WRITTEN PROBLEM -> Please find every line in the records that contains the string "instance", and copy each of those lines.

>> start DATA LISTING

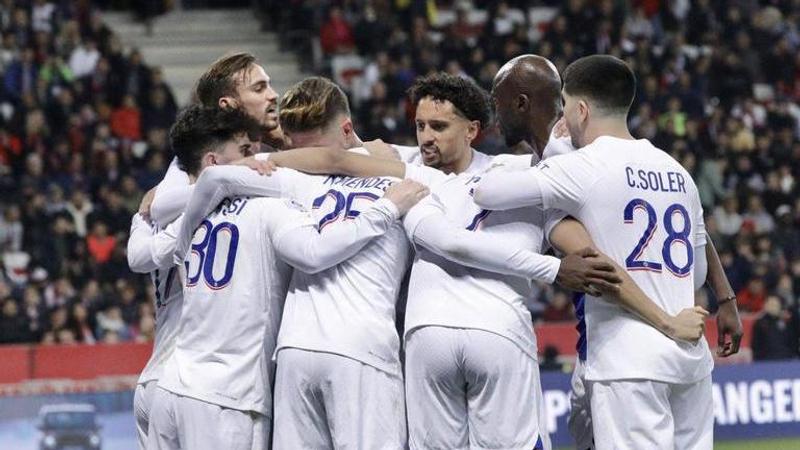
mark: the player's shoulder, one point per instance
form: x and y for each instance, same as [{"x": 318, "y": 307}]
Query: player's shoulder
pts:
[
  {"x": 408, "y": 154},
  {"x": 508, "y": 161}
]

>> end DATA LISTING

WRITTEN SOLUTION ->
mark: the player's shoulder, one point per instance
form: x and y for each instance, same as [{"x": 318, "y": 307}]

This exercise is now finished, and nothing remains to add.